**DOCUMENT SEGMENT**:
=== Begin Enclosure ===

Back in 2015, human rights groups had welcomed Beijing’s decision to stop using executed prisoners as a source of unwilling organ donations. But the practice appears to have been revived.

In China, death row prisoners, or those who passed away in prison, have provided the overwhelming majority of transplanted organs for decades. As per promise back then to the international community, the organs would only be used if the prisoners volunteered them, and their families approved the decision.

However, due to high demand and low donation rates, the country has been facing a rather large shortfall in organs. According to government data, some 300,000 people in China need organ transplants every year. Only 10,000 of those are likely to get a chance.  

Quite a few reports have surfaced in recent times to suggest the practice was never halted back in 2015

On Monday, the London-based China Tribunal, an independent agency investigating organ harvesting in China, reported that some 1.5 million detainees in Chinese prison camps are being killed for their organs to serve a booming transplant trade.

Beijing has repeatedly denied accusations by human rights researchers and scholars and said it stopped using organs from executed prisoners in 2015.

“Forced organ harvesting has been committed for years throughout China on a significant scale. The practice is of unmatched wickedness — on a death for death basis — with the killings by mass crimes committed in the last century,” the tribunal concluded in its final judgment.

Now, the findings have been presented to the UN in Geneva in a bid to urge all member states to take action. 

“Victim for victim and death for death, cutting out the hearts and other organs from living, blameless, harmless, peaceable people constitutes one of the worst mass atrocities of this century,” Habi Sabi, Counsel to the China Tribunal, told the Human Rights Council.

The tribunal also reported that some Chinese websites and hospitals have advertised hearts, lungs and kidneys for sale. Worse still, they have advertised them as available to book in advance, suggesting that the victims were killed on demand.

=== End Enclosure ===

**GIVEN DATA**:

=== Begin Enclosure ===

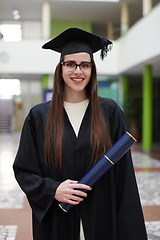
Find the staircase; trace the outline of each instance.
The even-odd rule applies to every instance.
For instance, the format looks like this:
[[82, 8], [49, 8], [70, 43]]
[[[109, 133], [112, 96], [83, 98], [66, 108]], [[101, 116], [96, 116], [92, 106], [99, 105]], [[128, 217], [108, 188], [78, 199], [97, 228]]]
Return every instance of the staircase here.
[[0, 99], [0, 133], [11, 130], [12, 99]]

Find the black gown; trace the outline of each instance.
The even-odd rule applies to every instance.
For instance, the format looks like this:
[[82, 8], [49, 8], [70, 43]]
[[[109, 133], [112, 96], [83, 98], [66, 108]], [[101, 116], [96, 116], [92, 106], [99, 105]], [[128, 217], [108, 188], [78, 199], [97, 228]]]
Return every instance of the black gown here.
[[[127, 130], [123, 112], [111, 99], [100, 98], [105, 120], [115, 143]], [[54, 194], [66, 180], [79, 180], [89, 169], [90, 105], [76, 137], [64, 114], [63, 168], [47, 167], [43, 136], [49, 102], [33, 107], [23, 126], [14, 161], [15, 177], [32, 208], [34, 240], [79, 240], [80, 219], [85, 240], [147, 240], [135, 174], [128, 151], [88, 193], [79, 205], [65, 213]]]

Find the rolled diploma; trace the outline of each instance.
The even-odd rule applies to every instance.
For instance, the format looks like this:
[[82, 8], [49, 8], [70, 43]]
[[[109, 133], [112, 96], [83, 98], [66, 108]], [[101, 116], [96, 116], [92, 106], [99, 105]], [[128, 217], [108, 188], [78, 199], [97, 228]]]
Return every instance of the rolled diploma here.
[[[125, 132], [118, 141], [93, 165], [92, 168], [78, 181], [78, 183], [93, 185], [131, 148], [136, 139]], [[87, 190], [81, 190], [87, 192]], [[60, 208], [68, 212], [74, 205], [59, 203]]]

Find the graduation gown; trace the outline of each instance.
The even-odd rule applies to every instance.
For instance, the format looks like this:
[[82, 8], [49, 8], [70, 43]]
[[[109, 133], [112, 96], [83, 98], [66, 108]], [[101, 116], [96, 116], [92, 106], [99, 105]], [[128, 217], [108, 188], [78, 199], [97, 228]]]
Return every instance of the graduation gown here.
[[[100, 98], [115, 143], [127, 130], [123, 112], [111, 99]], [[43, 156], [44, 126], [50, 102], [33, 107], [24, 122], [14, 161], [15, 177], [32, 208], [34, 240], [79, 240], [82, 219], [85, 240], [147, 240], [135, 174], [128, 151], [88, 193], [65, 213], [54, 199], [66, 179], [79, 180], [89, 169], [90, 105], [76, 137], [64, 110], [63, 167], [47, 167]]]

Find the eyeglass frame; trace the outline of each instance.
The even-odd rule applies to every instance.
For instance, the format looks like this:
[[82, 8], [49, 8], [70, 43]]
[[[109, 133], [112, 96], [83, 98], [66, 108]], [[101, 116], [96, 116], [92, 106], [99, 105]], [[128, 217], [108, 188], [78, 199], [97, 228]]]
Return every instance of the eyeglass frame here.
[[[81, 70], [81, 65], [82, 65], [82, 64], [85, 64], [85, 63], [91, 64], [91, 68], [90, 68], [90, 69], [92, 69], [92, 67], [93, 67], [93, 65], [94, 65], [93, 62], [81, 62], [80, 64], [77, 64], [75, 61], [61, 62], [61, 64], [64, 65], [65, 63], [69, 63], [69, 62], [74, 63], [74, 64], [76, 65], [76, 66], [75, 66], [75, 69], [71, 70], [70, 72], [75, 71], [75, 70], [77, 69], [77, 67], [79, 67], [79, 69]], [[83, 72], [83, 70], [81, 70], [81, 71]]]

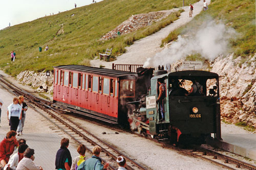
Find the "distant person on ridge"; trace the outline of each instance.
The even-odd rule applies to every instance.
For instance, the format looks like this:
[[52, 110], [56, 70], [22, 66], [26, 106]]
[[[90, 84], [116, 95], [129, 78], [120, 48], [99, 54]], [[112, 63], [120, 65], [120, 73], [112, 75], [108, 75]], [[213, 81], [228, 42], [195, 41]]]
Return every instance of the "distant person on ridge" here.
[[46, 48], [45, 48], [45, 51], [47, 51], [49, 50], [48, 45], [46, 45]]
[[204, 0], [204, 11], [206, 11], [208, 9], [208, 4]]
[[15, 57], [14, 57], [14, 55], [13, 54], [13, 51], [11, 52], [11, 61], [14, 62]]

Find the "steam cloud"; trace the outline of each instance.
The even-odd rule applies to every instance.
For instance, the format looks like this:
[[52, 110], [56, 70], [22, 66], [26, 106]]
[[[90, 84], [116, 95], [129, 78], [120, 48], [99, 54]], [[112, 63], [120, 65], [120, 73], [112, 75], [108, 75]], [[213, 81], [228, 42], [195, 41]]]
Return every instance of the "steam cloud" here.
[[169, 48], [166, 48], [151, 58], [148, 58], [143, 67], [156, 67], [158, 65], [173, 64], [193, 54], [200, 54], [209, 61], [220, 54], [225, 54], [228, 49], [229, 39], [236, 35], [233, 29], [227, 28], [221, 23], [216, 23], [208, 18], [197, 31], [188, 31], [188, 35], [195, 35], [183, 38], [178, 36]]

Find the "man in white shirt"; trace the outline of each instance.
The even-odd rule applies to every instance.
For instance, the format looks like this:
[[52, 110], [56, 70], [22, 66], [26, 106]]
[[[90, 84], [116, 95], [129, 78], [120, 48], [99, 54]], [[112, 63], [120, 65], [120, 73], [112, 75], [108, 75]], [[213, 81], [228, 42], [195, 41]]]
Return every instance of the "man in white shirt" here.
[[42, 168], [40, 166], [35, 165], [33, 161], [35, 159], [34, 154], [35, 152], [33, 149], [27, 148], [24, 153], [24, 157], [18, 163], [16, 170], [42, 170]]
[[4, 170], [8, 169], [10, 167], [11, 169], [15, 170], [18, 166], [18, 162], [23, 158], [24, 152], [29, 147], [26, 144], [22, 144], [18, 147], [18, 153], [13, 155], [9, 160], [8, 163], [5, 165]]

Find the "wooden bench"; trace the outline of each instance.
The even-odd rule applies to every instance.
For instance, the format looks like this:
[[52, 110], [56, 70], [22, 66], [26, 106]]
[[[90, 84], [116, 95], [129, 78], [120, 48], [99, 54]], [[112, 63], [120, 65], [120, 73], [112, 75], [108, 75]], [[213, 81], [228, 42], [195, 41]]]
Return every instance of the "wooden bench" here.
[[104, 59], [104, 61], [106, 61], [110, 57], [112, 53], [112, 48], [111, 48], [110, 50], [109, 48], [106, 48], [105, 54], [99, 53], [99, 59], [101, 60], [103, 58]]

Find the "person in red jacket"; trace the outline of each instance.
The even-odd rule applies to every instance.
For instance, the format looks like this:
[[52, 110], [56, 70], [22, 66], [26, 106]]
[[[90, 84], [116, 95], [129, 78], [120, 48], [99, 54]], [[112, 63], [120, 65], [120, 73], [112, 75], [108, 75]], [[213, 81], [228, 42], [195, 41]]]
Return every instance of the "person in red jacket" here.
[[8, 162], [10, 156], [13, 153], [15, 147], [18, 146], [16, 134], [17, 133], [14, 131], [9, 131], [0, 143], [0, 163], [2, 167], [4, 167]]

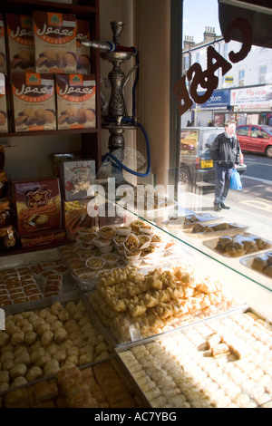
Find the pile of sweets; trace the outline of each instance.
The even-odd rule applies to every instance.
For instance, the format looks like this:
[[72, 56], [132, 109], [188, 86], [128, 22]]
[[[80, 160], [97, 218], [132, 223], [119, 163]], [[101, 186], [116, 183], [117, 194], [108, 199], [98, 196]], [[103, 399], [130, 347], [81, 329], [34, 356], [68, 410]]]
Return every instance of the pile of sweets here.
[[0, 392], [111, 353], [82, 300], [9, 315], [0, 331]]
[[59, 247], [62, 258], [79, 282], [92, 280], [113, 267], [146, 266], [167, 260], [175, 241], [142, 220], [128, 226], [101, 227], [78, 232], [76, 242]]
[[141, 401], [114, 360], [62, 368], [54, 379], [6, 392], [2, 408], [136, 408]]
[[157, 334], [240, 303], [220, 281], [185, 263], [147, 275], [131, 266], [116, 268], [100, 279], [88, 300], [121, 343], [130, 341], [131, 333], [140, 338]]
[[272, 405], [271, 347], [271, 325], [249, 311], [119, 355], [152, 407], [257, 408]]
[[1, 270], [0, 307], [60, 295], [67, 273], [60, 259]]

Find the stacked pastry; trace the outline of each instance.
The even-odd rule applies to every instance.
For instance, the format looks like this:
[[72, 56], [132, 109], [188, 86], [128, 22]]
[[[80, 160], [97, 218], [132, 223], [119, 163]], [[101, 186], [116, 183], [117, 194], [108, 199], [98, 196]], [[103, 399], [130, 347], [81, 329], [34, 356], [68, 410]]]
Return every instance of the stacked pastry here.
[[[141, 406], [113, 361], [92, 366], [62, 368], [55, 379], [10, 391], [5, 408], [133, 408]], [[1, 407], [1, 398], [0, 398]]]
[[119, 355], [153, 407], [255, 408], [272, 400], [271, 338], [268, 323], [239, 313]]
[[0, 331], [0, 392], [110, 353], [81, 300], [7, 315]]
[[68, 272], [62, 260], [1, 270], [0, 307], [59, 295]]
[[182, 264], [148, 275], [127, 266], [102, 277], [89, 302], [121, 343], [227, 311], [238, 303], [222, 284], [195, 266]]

=== End Enclosure ===

**TASK DIRECTIONS**:
Carry on the article about organ harvesting from prisoners in China, starting after its last sentence.

**REPLY TO THE EXERCISE**:
The tribunal estimates that the organ harvesting industry generates over $1 billion each year.

Human rights lawyers estimate 65,000 Falun Gong practitioners, a spiritual discipline that China banned in the 1990s, have been killed for their organs since 2001. 

The tribunal added that it was possible that Uighur Muslims--an ethnic minority who are currently being detained in vast numbers in western China--were also being targeted. Members of other religious and ethnic minorities, including Tibetans, and some Christian sects, have suffered the same fate.

Earlier this year, six medical staff, including a doctor, were arrested in China on suspicion of illegally harvesting organs from a patient who was brain-dead after the accident. The family reportedly told investigators that hospital staff had offered $28,300 in “government subsidies” in return for the organs.

China ranks among the lowest in terms of numbers of organ donors, at least those of a volunteer nature. The average organ donation rate was 3.6 per million people in China, compared with 37 per million in Spain.

The reason for the low donation rate could lie in the traditional Chinese culture where many people believe bodies must remain intact after death. Still, more than two-thirds of young people expressed positive views on donation but majority of them are worried about the corruption.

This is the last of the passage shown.